▶ What is needed: Pull out each line from the rows below that contains the word "correct", copying the lines unchanged.

Top of Data records

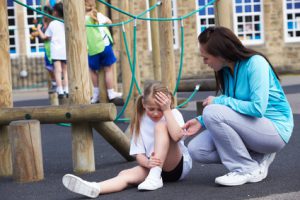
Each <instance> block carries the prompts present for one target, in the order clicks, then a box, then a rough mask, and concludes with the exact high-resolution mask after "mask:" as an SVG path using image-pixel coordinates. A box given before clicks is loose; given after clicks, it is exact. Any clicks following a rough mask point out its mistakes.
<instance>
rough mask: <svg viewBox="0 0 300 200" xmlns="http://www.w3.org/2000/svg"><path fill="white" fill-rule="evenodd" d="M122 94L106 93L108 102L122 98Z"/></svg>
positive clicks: (115, 92)
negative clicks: (116, 98)
mask: <svg viewBox="0 0 300 200" xmlns="http://www.w3.org/2000/svg"><path fill="white" fill-rule="evenodd" d="M122 95H123V94H122V93H120V92H115V91H113V92H111V93H108V98H109V100H113V99H115V98H122Z"/></svg>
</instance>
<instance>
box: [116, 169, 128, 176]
mask: <svg viewBox="0 0 300 200" xmlns="http://www.w3.org/2000/svg"><path fill="white" fill-rule="evenodd" d="M127 174H129V169H124V170H122V171H120V172H119V174H118V176H124V175H127Z"/></svg>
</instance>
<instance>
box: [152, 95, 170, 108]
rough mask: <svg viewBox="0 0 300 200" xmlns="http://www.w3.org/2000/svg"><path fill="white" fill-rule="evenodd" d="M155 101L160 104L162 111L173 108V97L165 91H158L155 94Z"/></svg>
mask: <svg viewBox="0 0 300 200" xmlns="http://www.w3.org/2000/svg"><path fill="white" fill-rule="evenodd" d="M155 102H156V103H157V104H158V105H159V106H160V108H161V110H162V111H166V110H168V109H171V99H170V97H169V96H167V95H165V94H164V93H163V92H157V93H156V94H155Z"/></svg>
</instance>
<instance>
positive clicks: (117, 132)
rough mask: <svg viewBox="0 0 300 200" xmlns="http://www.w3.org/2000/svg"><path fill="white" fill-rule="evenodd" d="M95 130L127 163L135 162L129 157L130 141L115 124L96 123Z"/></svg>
mask: <svg viewBox="0 0 300 200" xmlns="http://www.w3.org/2000/svg"><path fill="white" fill-rule="evenodd" d="M92 126H93V128H94V129H96V130H97V132H98V133H99V134H101V135H102V136H103V137H104V139H105V140H106V141H108V142H109V144H110V145H112V146H113V147H114V148H115V149H116V150H117V151H118V152H119V153H120V154H121V155H122V156H123V157H124V158H125V159H126V160H127V161H132V160H134V159H133V157H131V156H130V155H129V148H130V140H129V138H128V137H127V136H126V135H125V134H124V133H123V131H122V130H121V129H120V128H119V127H118V126H117V125H115V123H113V122H94V123H92Z"/></svg>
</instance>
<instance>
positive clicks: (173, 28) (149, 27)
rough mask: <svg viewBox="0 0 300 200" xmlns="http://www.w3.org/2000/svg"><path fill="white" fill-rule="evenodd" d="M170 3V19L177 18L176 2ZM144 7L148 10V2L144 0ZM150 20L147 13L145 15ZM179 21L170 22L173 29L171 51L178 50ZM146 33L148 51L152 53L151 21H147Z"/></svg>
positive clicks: (148, 6) (146, 0) (149, 17)
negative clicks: (171, 17)
mask: <svg viewBox="0 0 300 200" xmlns="http://www.w3.org/2000/svg"><path fill="white" fill-rule="evenodd" d="M171 3H172V5H171V6H172V17H173V18H177V0H171ZM146 7H147V9H149V1H147V0H146ZM146 17H147V18H150V14H149V12H147V14H146ZM178 23H179V20H176V21H172V28H173V49H179V33H178ZM147 33H148V50H149V51H152V36H151V21H150V20H147Z"/></svg>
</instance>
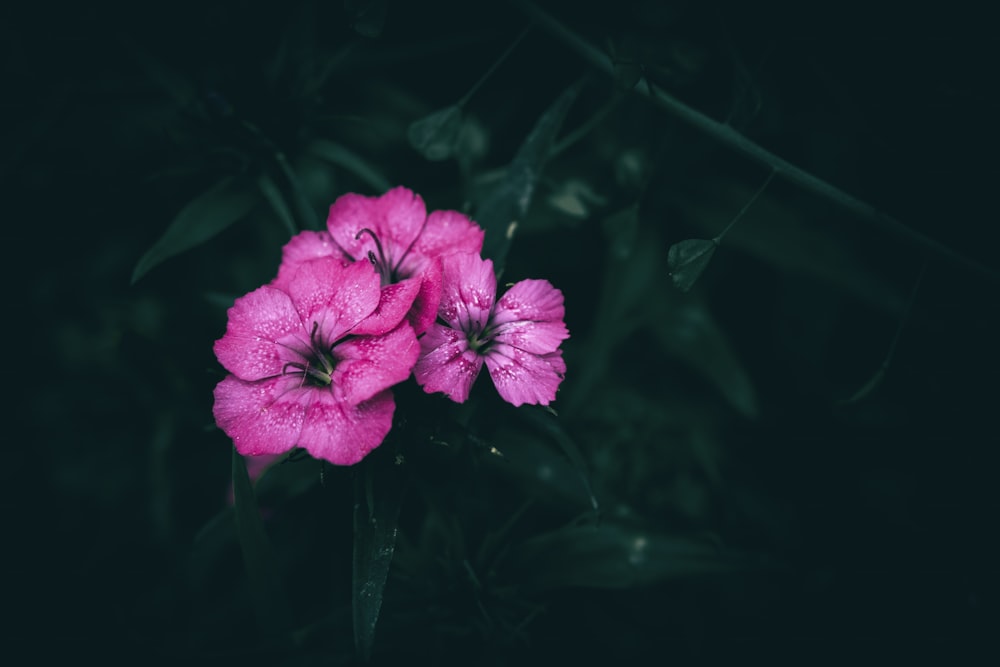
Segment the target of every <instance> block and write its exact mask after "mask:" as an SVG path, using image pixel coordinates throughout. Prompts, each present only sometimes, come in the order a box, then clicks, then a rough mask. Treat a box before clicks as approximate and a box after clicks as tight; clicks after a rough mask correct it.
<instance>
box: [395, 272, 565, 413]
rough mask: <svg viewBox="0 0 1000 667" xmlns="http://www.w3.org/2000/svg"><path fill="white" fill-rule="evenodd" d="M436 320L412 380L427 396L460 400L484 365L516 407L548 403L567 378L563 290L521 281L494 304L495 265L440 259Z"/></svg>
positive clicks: (416, 367)
mask: <svg viewBox="0 0 1000 667" xmlns="http://www.w3.org/2000/svg"><path fill="white" fill-rule="evenodd" d="M442 262H443V270H444V271H443V287H442V291H441V303H440V307H439V309H438V316H439V317H440V319H441V320H443V321H444V323H443V324H442V323H441V322H440V321H439V322H436V323H435V324H434V325H433V326H432V327H431V328H430V330H428V331H427V333H426V334H424V336H423V337H422V338H421V339H420V358H419V359H417V365H416V366H415V367H414V368H413V374H414V377H416V380H417V383H418V384H420V385H421V386H422V387H423V388H424V391H426V392H427V393H433V392H437V391H439V392H443V393H444V394H446V395H447V396H448V397H449V398H450V399H451V400H453V401H456V402H458V403H464V402H465V400H466V399H467V398H468V397H469V390H470V389H471V388H472V383H473V381H475V379H476V377H477V376H478V375H479V370H480V369H481V368H482V365H483V362H485V363H486V367H487V368H488V369H489V372H490V376H491V377H492V378H493V384H494V385H496V388H497V391H498V392H499V393H500V396H501V397H502V398H503V399H504V400H505V401H507V402H509V403H513V404H514V405H521V404H522V403H532V404H538V403H540V404H542V405H548V404H549V403H550V402H551V401H553V400H555V397H556V390H557V389H558V388H559V383H560V382H562V379H563V376H564V374H565V373H566V364H565V363H564V362H563V359H562V351H561V350H560V349H559V345H560V343H562V341H563V340H565V339H566V338H568V337H569V332H568V331H567V330H566V325H565V324H564V323H563V317H564V314H565V309H564V307H563V295H562V292H560V291H559V290H557V289H556V288H555V287H553V286H552V285H551V284H550V283H549V282H548V281H547V280H522V281H521V282H519V283H517V284H515V285H514V286H512V287H511V288H510V289H509V290H508V291H507V293H506V294H504V295H503V297H502V298H501V299H500V300H499V301H497V302H496V303H494V299H495V297H496V287H497V283H496V277H495V275H494V274H493V262H491V261H490V260H483V259H480V258H479V256H478V255H473V254H463V255H452V256H450V257H445V258H444V259H443V260H442Z"/></svg>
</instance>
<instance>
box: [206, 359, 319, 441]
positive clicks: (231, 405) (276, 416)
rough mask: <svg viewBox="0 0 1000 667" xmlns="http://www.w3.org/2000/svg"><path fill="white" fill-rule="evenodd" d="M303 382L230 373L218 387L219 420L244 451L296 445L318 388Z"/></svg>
mask: <svg viewBox="0 0 1000 667" xmlns="http://www.w3.org/2000/svg"><path fill="white" fill-rule="evenodd" d="M299 383H300V378H297V377H294V376H287V375H286V376H278V377H274V378H271V379H269V380H261V381H258V382H244V381H243V380H240V379H239V378H236V377H234V376H232V375H230V376H227V377H226V378H225V379H224V380H222V382H220V383H219V384H218V385H217V386H216V387H215V405H214V406H213V408H212V412H213V414H214V416H215V423H216V424H218V425H219V428H221V429H222V430H223V431H225V432H226V435H228V436H229V437H230V438H232V439H233V445H235V447H236V451H238V452H239V453H240V454H243V455H245V456H260V455H262V454H283V453H284V452H287V451H289V450H290V449H292V448H293V447H295V445H296V443H297V441H298V439H299V434H300V433H301V431H302V425H303V422H304V417H305V413H306V407H305V406H306V404H307V403H308V402H309V401H310V400H311V395H312V393H313V392H314V390H315V388H309V387H300V384H299ZM327 393H329V392H327Z"/></svg>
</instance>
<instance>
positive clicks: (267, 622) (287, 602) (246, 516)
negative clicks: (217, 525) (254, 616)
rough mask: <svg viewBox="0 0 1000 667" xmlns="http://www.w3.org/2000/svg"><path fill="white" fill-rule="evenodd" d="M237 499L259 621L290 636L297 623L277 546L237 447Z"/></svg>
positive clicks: (233, 478)
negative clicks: (264, 529) (289, 632)
mask: <svg viewBox="0 0 1000 667" xmlns="http://www.w3.org/2000/svg"><path fill="white" fill-rule="evenodd" d="M233 502H234V505H235V509H236V533H237V535H238V537H239V540H240V547H241V549H242V550H243V562H244V564H245V565H246V570H247V576H248V577H249V579H250V593H251V598H252V600H253V605H254V612H255V613H256V616H257V622H258V624H259V625H260V629H261V631H262V632H263V633H264V634H266V635H270V636H272V637H282V638H287V637H288V636H289V635H288V633H289V632H291V630H292V627H293V624H292V612H291V607H290V606H289V604H288V597H287V595H286V594H285V589H284V585H283V584H282V582H281V575H280V573H279V571H278V563H277V559H276V558H275V555H274V550H273V549H272V547H271V542H270V540H269V539H268V537H267V533H266V531H265V530H264V523H263V522H262V521H261V518H260V512H259V511H258V509H257V500H256V498H255V497H254V492H253V487H252V486H251V484H250V477H249V476H248V475H247V466H246V462H245V461H244V460H243V457H242V456H240V454H239V452H237V451H236V449H235V448H234V449H233Z"/></svg>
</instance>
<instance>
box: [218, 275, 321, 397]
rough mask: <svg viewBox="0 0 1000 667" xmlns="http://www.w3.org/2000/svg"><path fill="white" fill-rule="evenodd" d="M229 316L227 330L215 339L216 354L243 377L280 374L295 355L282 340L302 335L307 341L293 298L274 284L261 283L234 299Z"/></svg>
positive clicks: (238, 376)
mask: <svg viewBox="0 0 1000 667" xmlns="http://www.w3.org/2000/svg"><path fill="white" fill-rule="evenodd" d="M228 316H229V322H228V323H227V325H226V333H225V334H224V335H223V336H222V338H220V339H219V340H217V341H215V356H216V357H217V358H218V360H219V363H220V364H222V365H223V366H225V368H226V370H228V371H229V372H230V373H232V374H234V375H235V376H237V377H238V378H240V379H242V380H259V379H261V378H266V377H271V376H273V375H279V374H280V373H281V371H282V369H283V368H284V366H285V364H286V363H288V362H289V361H292V360H294V359H296V357H295V355H294V354H293V353H292V351H291V350H289V349H288V347H287V346H286V345H285V343H287V342H288V341H289V340H296V339H301V338H303V337H304V338H305V340H306V341H308V332H306V331H304V325H303V324H302V319H301V318H300V317H299V314H298V312H297V311H296V310H295V306H294V304H293V303H292V299H291V298H290V297H289V296H288V295H287V294H286V293H284V292H282V291H281V290H278V289H274V288H273V287H268V286H264V287H260V288H258V289H256V290H254V291H253V292H250V293H249V294H246V295H244V296H241V297H240V298H238V299H236V301H235V303H233V305H232V307H231V308H230V309H229V312H228ZM279 341H281V343H279Z"/></svg>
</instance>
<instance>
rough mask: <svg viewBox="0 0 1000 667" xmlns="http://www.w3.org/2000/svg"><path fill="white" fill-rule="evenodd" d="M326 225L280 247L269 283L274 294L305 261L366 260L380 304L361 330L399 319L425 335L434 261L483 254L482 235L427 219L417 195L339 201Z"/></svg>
mask: <svg viewBox="0 0 1000 667" xmlns="http://www.w3.org/2000/svg"><path fill="white" fill-rule="evenodd" d="M326 224H327V229H328V231H326V232H309V231H307V232H302V233H300V234H298V235H296V236H295V237H294V238H292V239H291V240H290V241H289V242H288V244H287V245H286V246H285V249H284V251H283V253H282V262H281V267H280V269H279V270H278V277H277V278H276V279H275V282H274V284H275V285H276V286H278V287H281V286H282V285H283V284H285V283H286V282H287V281H288V279H289V276H291V275H292V274H293V273H294V271H295V268H296V267H297V266H298V264H299V263H300V262H302V261H305V260H308V259H312V258H316V257H326V256H329V255H333V256H338V257H343V258H345V259H348V260H350V261H355V260H362V259H364V260H367V261H368V262H370V263H371V264H372V265H373V266H374V267H375V270H376V272H377V273H378V275H379V279H380V284H381V286H382V298H381V301H380V303H379V305H378V308H377V309H376V310H375V311H374V312H373V313H372V315H371V316H370V317H369V321H367V322H366V323H364V324H362V325H361V326H362V330H367V329H369V328H378V327H381V326H384V324H385V323H386V322H393V321H395V322H398V321H399V320H400V319H401V318H402V317H404V316H406V317H407V318H408V319H409V321H410V324H412V325H413V328H414V330H415V331H416V332H417V333H418V334H420V333H423V332H424V331H426V330H427V328H428V327H429V326H430V325H431V323H432V322H433V321H434V317H435V315H436V314H437V308H438V302H439V300H440V293H441V263H440V258H441V257H444V256H447V255H450V254H453V253H457V252H461V253H465V252H476V253H478V252H479V251H480V250H481V249H482V247H483V230H482V229H481V228H480V227H479V226H478V225H477V224H476V223H474V222H473V221H472V220H470V219H469V218H468V217H467V216H465V215H463V214H461V213H459V212H458V211H434V212H432V213H431V214H430V215H428V214H427V208H426V207H425V206H424V201H423V199H421V198H420V195H417V194H414V193H413V192H412V191H411V190H408V189H407V188H404V187H397V188H393V189H392V190H389V191H388V192H386V193H385V194H384V195H382V196H380V197H365V196H363V195H358V194H346V195H343V196H341V197H340V198H338V199H337V201H335V202H334V203H333V205H332V206H331V207H330V214H329V216H328V217H327V221H326Z"/></svg>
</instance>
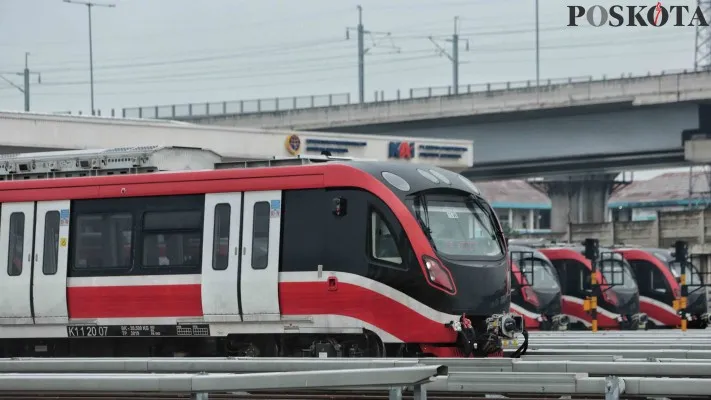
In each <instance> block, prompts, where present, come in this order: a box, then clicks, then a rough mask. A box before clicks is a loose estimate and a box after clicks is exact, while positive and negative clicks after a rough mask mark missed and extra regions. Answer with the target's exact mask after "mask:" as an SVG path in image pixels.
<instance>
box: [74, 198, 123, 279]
mask: <svg viewBox="0 0 711 400" xmlns="http://www.w3.org/2000/svg"><path fill="white" fill-rule="evenodd" d="M119 215H127V216H129V217H130V218H131V222H130V226H131V242H130V244H129V246H130V248H129V255H128V260H127V265H114V266H110V267H106V266H104V267H78V266H77V260H78V259H79V258H78V257H77V255H78V252H79V249H80V248H81V246H80V240H79V235H80V232H79V228H80V220H81V219H82V217H93V216H101V217H105V216H108V217H115V216H119ZM136 223H137V221H136V215H135V213H134V212H131V211H127V210H125V209H124V210H117V211H94V212H91V211H90V212H83V213H76V214H73V215H72V216H71V220H70V225H69V226H70V230H71V233H70V237H71V240H70V246H71V250H70V252H69V257H70V259H71V262H70V263H69V268H70V270H71V271H75V272H79V273H80V274H86V273H87V272H97V271H103V272H106V271H112V272H115V271H131V270H132V269H133V268H134V266H135V258H136V257H135V256H136V243H137V240H136V239H137V230H136ZM102 234H103V232H102ZM102 244H103V243H102ZM116 249H118V247H117V248H116ZM92 276H93V275H92Z"/></svg>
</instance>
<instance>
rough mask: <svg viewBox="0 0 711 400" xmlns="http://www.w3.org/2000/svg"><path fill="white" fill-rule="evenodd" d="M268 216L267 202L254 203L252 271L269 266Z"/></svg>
mask: <svg viewBox="0 0 711 400" xmlns="http://www.w3.org/2000/svg"><path fill="white" fill-rule="evenodd" d="M269 214H270V210H269V202H266V201H260V202H257V203H254V221H253V223H252V269H266V268H267V265H269Z"/></svg>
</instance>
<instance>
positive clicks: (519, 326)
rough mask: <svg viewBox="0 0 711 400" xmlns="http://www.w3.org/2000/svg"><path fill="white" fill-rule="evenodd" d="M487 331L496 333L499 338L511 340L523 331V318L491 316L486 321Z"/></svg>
mask: <svg viewBox="0 0 711 400" xmlns="http://www.w3.org/2000/svg"><path fill="white" fill-rule="evenodd" d="M487 322H488V328H489V329H488V330H489V331H494V332H496V334H497V335H499V336H504V337H507V338H513V337H514V336H515V335H516V334H517V333H521V332H523V330H524V322H523V317H521V316H520V315H512V314H498V315H493V316H491V318H489V319H488V321H487Z"/></svg>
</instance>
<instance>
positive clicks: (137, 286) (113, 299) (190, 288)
mask: <svg viewBox="0 0 711 400" xmlns="http://www.w3.org/2000/svg"><path fill="white" fill-rule="evenodd" d="M67 308H68V310H69V318H147V317H201V316H202V294H201V290H200V284H191V285H150V286H78V287H77V286H74V287H69V288H67Z"/></svg>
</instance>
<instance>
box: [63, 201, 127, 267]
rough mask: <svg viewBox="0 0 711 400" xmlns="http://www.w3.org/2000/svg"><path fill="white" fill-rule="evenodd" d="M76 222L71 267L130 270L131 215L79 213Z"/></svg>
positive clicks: (73, 236)
mask: <svg viewBox="0 0 711 400" xmlns="http://www.w3.org/2000/svg"><path fill="white" fill-rule="evenodd" d="M76 221H77V223H76V226H75V228H74V233H73V243H74V247H73V249H74V254H73V261H74V262H73V267H74V268H76V269H94V268H130V267H131V259H132V257H131V255H132V253H133V216H132V215H131V214H130V213H125V212H121V213H102V214H79V215H78V217H77V219H76Z"/></svg>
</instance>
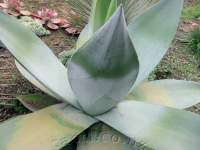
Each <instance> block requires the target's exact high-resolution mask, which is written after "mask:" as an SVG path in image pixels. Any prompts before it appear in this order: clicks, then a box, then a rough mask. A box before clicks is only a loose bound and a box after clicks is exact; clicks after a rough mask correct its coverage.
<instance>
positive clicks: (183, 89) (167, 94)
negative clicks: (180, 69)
mask: <svg viewBox="0 0 200 150" xmlns="http://www.w3.org/2000/svg"><path fill="white" fill-rule="evenodd" d="M127 99H130V100H132V99H134V100H137V101H143V102H150V103H154V104H160V105H164V106H169V107H174V108H179V109H184V108H188V107H191V106H193V105H195V104H197V103H199V102H200V84H199V83H196V82H192V81H183V80H157V81H151V82H144V83H142V84H140V85H139V86H138V87H136V88H134V91H132V92H131V93H130V94H129V95H128V97H127Z"/></svg>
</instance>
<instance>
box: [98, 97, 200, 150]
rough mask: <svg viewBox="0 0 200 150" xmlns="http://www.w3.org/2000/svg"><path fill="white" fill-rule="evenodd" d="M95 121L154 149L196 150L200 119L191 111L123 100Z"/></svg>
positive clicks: (199, 135)
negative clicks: (110, 110)
mask: <svg viewBox="0 0 200 150" xmlns="http://www.w3.org/2000/svg"><path fill="white" fill-rule="evenodd" d="M96 118H98V119H100V120H101V121H103V122H104V123H106V124H108V125H109V126H111V127H113V128H114V129H116V130H118V131H119V132H121V133H123V134H124V135H127V136H128V137H130V138H132V139H135V140H136V141H138V142H141V143H143V144H144V145H146V146H149V147H150V148H153V149H156V150H169V149H174V150H198V149H199V147H200V128H199V125H200V116H199V115H196V114H194V113H191V112H186V111H182V110H177V109H173V108H168V107H162V106H157V105H152V104H145V103H142V102H136V101H125V102H122V103H120V104H119V105H118V106H117V107H116V108H115V109H113V110H111V111H110V112H107V113H105V114H103V115H101V116H97V117H96Z"/></svg>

Bottom of Data records

▶ Output for this exercise:
Segment the target of every <instance> block and write its exact mask after "mask:" as an SVG path, using image pixel coordinates throughout. Prompts, each present only sometimes, come in the order a box, then clicks, then a rough mask. Treat a box before clicks as approximate and a box after clicks as tight; clicks after a rough mask correct it.
Each <instance> block requires the target's exact high-resolution mask, which is written after "mask:" as an SVG path in image pixels. Any prompts before it appear in this order: clicks, then a box, then a rough mask. A box before clicks is only a loose bound and a box after clicks is exact; clicks after a rough mask correct its coverage.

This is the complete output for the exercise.